# What the task asks:
Reproduce verbatim the lines of the items below, beginning at the line that contains "in dark blue" and continuing through the final line of the items.

** start Exercise materials **

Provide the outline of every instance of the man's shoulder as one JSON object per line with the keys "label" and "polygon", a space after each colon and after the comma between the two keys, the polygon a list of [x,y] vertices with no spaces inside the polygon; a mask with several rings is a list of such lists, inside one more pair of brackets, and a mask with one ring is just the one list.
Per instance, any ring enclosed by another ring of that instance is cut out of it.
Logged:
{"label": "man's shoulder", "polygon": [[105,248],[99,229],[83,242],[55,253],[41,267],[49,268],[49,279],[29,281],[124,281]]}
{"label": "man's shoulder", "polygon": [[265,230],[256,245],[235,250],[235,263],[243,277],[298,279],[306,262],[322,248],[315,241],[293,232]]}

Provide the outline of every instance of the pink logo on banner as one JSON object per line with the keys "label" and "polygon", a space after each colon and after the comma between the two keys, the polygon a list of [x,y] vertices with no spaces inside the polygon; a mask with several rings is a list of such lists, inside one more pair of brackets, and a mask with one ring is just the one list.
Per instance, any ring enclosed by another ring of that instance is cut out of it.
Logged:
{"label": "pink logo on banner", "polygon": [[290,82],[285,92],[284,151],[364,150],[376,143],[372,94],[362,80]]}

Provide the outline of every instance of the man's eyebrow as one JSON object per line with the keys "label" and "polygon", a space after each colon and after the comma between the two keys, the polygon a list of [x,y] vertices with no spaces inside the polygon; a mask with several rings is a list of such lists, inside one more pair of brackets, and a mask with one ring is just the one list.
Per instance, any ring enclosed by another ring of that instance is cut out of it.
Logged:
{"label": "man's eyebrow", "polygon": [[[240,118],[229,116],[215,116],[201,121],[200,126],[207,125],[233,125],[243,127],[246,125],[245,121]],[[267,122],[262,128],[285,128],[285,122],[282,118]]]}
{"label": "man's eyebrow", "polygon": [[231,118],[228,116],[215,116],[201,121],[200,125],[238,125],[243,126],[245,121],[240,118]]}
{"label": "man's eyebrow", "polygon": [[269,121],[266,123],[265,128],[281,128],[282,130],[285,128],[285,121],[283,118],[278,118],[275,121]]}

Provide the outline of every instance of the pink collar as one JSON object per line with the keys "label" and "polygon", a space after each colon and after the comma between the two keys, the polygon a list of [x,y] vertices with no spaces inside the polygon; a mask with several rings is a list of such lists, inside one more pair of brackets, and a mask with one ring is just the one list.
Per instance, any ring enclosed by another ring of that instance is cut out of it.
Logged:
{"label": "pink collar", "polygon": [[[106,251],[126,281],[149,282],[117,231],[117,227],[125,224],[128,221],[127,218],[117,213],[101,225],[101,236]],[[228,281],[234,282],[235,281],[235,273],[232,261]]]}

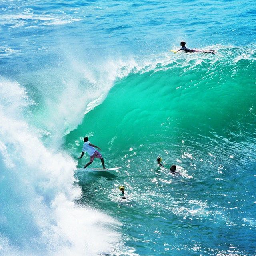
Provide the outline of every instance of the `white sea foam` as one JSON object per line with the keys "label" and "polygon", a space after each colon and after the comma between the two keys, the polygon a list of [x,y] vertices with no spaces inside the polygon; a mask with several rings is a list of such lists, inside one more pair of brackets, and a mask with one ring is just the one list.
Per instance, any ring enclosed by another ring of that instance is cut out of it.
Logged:
{"label": "white sea foam", "polygon": [[0,255],[111,252],[118,235],[108,227],[117,224],[74,203],[81,193],[73,184],[75,163],[46,148],[26,121],[33,102],[25,89],[1,78],[0,99]]}

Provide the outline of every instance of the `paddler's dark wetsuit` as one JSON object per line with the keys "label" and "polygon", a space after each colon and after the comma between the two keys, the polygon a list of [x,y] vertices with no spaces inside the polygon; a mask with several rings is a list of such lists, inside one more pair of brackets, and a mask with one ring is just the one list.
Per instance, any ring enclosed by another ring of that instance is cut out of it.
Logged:
{"label": "paddler's dark wetsuit", "polygon": [[179,51],[184,51],[185,52],[196,52],[198,51],[196,50],[188,49],[186,46],[182,46],[180,50],[178,50],[177,52],[178,52]]}
{"label": "paddler's dark wetsuit", "polygon": [[215,51],[214,50],[195,50],[194,49],[188,49],[186,46],[182,46],[180,50],[177,51],[178,52],[179,51],[184,51],[185,52],[203,52],[204,53],[211,53],[213,54],[215,54]]}

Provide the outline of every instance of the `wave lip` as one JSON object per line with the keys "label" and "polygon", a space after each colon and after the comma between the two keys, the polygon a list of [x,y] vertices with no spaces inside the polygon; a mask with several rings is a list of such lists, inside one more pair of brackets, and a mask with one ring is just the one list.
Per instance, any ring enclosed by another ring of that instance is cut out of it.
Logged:
{"label": "wave lip", "polygon": [[34,102],[16,82],[0,81],[0,254],[98,255],[111,252],[118,223],[76,205],[75,163],[47,148],[26,120]]}

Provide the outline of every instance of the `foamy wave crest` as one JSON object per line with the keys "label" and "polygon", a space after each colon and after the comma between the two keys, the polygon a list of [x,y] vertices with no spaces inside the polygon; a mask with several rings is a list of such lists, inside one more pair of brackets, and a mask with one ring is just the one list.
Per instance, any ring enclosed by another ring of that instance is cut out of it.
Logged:
{"label": "foamy wave crest", "polygon": [[51,152],[24,118],[33,104],[0,78],[0,255],[97,255],[111,252],[118,224],[74,202],[74,160]]}

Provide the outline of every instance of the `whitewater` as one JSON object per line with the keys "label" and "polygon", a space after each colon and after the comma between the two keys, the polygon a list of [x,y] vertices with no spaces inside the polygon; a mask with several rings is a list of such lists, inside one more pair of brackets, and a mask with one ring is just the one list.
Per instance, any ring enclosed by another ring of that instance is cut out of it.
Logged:
{"label": "whitewater", "polygon": [[256,255],[254,5],[0,1],[0,255]]}

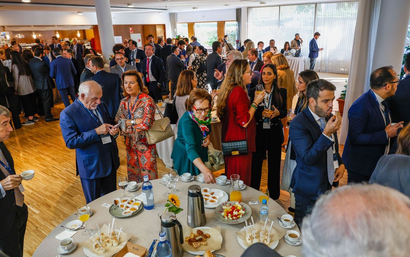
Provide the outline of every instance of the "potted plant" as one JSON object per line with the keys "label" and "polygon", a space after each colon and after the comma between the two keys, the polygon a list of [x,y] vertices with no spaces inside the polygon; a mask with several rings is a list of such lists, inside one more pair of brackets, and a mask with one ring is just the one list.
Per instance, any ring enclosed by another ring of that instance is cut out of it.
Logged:
{"label": "potted plant", "polygon": [[346,99],[346,90],[347,89],[347,79],[346,80],[346,83],[343,86],[344,89],[342,90],[340,97],[336,99],[339,104],[339,112],[340,115],[343,115],[343,109],[344,108],[344,100]]}

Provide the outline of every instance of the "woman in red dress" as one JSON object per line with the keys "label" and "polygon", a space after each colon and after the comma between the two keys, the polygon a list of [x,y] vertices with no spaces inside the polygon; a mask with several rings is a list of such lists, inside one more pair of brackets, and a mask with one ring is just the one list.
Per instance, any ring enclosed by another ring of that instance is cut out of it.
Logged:
{"label": "woman in red dress", "polygon": [[223,142],[245,140],[248,138],[248,154],[224,156],[225,174],[228,178],[237,174],[246,185],[251,185],[252,152],[256,151],[255,119],[257,106],[263,100],[262,93],[255,95],[251,104],[246,85],[251,83],[252,70],[245,59],[234,61],[229,65],[221,85],[217,101],[217,115],[222,122]]}

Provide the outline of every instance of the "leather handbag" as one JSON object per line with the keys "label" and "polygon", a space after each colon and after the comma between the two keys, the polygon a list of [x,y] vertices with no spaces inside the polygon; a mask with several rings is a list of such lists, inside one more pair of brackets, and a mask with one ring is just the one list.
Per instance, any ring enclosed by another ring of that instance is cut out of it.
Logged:
{"label": "leather handbag", "polygon": [[177,112],[176,106],[175,106],[175,97],[172,103],[168,103],[165,105],[165,111],[164,113],[164,117],[168,117],[171,122],[171,124],[176,124],[178,120],[178,113]]}
{"label": "leather handbag", "polygon": [[174,136],[174,132],[171,127],[171,122],[168,117],[162,116],[157,104],[155,107],[159,113],[161,119],[156,119],[153,122],[151,127],[145,131],[145,137],[148,144],[155,144]]}

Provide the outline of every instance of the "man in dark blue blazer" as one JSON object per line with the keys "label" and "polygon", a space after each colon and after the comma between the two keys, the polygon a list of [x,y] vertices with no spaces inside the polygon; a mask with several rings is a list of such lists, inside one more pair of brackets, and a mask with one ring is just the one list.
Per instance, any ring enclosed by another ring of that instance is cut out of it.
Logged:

** end Exercise materials **

# Full answer:
Provide the outline of every instance of the "man in dark blue blazer" as one JSON object per line with the keys "label" and "polygon", a space after each colon and after the comma between the two keys, the polygon a list of [x,y] vertices with no spaces inside the polygon; a mask with several rings is a list of such lists, inside one more pair of brackets, and a mask with one ring is just the one list.
Per instance, any ring enclosed by another ring of that instance is cut out of it.
Logged:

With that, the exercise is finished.